## Exercise A
Translate this sentence from the forum thread about whether a small paid website needs a privacy policy into Spanish: "The only information I'll be storing about users is name and email address, neither of which will be shared with any other organization for any reason."
## Exercise B
Extend the forum thread about whether a small paid website needs a privacy policy, picking up after its final sentence.

## Given text
Does my simple for-pay website need a privacy policy and terms of service?
January 7, 2009 10:00 AM   Subscribe

I'm building a simple web app/service, but storing very little sensitive user information. Do I need a Terms of Service document and a Privacy Policy?

The only information I'll be storing about users is name and email address, neither of which will be shared with any other organization for any reason. The service will offer both free and premium plans, and the latter will be billed using a third party payment provider, so I'm not storing any credit card information or anything like that.

As far as payment, it will be a small amount (say, $20) billed annually and I don't plan on offering any type of refunds for partial years used in the event of an account downgrade/cancellation.

I'm trying to keep things as simple as possible both for the user as well as myself, but I don't want to get into some muddy legal waters by omitting these documents if they are, in fact, required.

Thanks!
posted by inkedmn to Technology (6 answers total) 3 users marked this as a favorite
 
I don't know if they're legally required, but I tend to stay away from sites that don't have a privacy policy.
posted by theichibun at 10:04 AM on January 7, 2009


I'm not a lawyer and I don't know much about the legal liability aspects of not having one, but in my opinion if you're collecting any kind of information from your visitors you should publish a privacy policy and follow the terms described in it.

There is a good privacy overview/template from the Better Business Bureau that can help get you started.
posted by burnmp3s at 10:23 AM on January 7, 2009


Yes.

Even if your app was collecting/storing zero user information, you should state so.

## Data shown
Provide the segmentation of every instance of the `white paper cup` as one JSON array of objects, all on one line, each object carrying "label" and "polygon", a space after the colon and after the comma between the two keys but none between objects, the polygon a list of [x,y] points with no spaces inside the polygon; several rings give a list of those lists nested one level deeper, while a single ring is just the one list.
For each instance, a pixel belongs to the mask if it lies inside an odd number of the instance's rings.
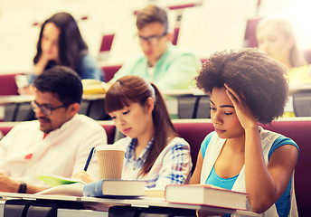
[{"label": "white paper cup", "polygon": [[121,179],[125,150],[117,145],[102,145],[96,148],[100,179]]}]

## Right answer A
La única información que guardaré sobre los usuarios es el nombre y la dirección de correo electrónico, y ninguno de los dos se compartirá con ninguna otra organización por ningún motivo.

## Right answer B
posted by Thorzdad at 10:34 AM on January 7, 2009


Yes, you should have one, but all you need to do is copy and paste what you wrote in your AskMe question, that should be sufficient unless anyone asks for more details.
posted by blue_beetle at 10:56 AM on January 7, 2009


Best answer: "The only information I'll be storing about users is name and email address, neither of which will be shared with any other organization for any reason."

I would imagine that this is not true. Take a classic case that very few stop to consider before writing their policies:

What if your site gets bought? Presumably, then, you'd want to transfer all of this info to a "different organization" (the company that buys you). There are a number of other situations that could arise where it would be good for both you AND YOUR USERS that the information be transferred.

This is why it's best to use a high-quality template or a lawyer experienced with these things. At the very least, you should read a bunch of privacy policies from organizations that you believe should have very good attorneys writing them, and think very hard to yourself about each clause -- is it addressing something that your little website could ever possibly encounter? If so, consider what you'd want to do about those scenarios.

I do not advocate just copying these things verbatim, but reading other sites' privacy policies is a good way to make use of a lot of thinking that someone else has already done to prompt you to think about things that might not spring immediately to mind.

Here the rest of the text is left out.